EXTRACT PROVIDED:

START

Faults are discontinuities of the Earth’s crust between two blocks. Depending on the relative movement between these two blocks, we can classify faults in three different main types: normal faults, reverse faults and strike-slip faults fault.

Figure 1: Hydrocarbon reservoirs associated to structural traps. In both cases, low porosity and low permeability rocks act as a seal over the reservoir rocks which have higher porosity and permeability. In both cases the fault behaves as a sealing fault allowing oil and gas storage. Source: geologyin
Figure 2: Examples of Niger Delta oil field structures and associated trap types. Hydrocarbon traps are represented in black and fault movement is represented with arrows both in the hanging wall and footwall. Source : (Tuttle et al.,1999)[1].

In petroleum geology , faults play an important role in hydrocarbon exploration forming a structural trap leading hydrocarbon accumulation in the subsurface. A structural trap forms as a consequence of changes in the structure of the subsurface related to tectonic, diapiric, gravitational and compactional processes. Structural traps are the most important type of trap as they represent the majority of the world´s discovered petroleum plays.

Types of faults and hydrocarbon traps

Oil traps associated to faults may only be formed when faulting can juxtapose impermeable (e.g. shales) rocks over more permeable ones (e.g. sandstones) and the fault has to behave as a sealing fault (Figure 1).

END

MATERIAL PROVIDED:
START

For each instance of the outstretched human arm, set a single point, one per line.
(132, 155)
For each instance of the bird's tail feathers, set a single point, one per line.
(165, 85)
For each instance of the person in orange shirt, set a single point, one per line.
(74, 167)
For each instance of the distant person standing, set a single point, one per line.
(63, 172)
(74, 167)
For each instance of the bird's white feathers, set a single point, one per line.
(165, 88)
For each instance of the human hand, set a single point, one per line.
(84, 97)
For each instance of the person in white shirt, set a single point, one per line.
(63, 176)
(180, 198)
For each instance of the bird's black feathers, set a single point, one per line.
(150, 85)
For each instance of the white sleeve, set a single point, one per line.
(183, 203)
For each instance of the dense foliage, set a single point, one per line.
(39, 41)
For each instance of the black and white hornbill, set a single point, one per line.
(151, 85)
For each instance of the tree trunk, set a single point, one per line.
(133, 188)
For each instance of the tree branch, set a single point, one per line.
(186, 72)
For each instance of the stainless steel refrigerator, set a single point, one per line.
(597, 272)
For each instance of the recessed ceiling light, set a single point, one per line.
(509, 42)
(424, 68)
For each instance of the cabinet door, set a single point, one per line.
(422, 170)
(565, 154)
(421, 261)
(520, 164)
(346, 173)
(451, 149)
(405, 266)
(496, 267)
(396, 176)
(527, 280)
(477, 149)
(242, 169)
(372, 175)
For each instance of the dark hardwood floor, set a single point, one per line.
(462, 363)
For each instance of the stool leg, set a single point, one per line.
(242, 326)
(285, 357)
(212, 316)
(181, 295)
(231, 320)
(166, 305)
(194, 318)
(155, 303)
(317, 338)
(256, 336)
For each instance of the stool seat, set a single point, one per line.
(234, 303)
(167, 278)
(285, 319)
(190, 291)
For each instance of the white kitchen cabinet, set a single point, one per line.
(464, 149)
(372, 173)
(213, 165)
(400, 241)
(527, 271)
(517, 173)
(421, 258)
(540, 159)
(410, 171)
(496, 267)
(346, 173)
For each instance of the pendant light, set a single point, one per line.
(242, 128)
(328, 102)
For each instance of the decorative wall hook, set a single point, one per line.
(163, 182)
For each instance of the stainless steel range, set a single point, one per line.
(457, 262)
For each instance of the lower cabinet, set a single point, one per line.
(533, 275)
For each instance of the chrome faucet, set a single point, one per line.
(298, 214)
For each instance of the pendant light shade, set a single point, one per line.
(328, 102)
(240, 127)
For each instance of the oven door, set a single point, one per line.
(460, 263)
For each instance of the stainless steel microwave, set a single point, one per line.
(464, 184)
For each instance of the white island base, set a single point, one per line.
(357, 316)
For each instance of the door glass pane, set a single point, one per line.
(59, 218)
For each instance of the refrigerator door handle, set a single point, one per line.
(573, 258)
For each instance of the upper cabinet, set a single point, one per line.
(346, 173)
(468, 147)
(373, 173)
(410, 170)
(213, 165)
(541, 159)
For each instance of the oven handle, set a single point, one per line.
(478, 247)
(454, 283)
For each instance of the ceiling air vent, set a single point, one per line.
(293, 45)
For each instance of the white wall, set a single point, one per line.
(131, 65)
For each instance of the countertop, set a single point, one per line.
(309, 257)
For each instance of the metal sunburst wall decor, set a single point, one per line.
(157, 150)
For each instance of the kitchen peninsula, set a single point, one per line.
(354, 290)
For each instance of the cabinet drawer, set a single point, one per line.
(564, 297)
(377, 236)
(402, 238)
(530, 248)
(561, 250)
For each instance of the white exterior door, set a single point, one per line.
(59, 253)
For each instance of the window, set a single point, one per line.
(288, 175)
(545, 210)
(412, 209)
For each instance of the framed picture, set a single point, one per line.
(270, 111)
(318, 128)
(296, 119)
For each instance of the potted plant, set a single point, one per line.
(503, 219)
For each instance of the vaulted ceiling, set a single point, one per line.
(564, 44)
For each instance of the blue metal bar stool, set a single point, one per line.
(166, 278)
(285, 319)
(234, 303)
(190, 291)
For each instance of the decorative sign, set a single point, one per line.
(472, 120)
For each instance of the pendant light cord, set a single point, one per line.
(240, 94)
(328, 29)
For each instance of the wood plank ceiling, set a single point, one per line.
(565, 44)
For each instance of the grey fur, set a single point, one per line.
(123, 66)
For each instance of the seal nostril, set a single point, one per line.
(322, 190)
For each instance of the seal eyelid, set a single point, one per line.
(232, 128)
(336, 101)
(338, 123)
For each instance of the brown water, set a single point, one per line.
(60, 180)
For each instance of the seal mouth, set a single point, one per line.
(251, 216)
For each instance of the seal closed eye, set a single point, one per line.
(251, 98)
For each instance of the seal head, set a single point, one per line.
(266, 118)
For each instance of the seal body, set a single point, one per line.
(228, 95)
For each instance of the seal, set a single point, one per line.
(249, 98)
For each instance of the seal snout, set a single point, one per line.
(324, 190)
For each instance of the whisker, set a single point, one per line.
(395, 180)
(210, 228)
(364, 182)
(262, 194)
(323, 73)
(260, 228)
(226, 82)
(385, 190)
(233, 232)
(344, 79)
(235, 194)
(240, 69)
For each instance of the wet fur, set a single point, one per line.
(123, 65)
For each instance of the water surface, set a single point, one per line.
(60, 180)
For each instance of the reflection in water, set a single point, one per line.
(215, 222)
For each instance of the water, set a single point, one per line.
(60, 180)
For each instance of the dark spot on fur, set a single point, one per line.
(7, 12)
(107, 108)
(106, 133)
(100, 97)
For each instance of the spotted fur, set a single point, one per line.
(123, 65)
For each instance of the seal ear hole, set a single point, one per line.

END

SET TASK A:
Answer these questions about the passage on faults and oil traps:
(i) What three main types of faults does it name?
(ii) Which four kinds of processes does it list as forming a structural trap?
(iii) Which rock does it give as an example of an impermeable rock?
SET TASK B:
Retype the part of the records that opens with the line containing "For each instance of the spotted" and runs through the end of the records.
The records are unrelated to the passage on faults and oil traps.

FINAL ANSWER A:
(i) Normal faults, reverse faults and strike-slip faults.
(ii) Tectonic, diapiric, gravitational and compactional processes.
(iii) Shales.

FINAL ANSWER B:
For each instance of the spotted fur, set a single point, one per line.
(123, 65)
For each instance of the seal ear hole, set a single point, one per line.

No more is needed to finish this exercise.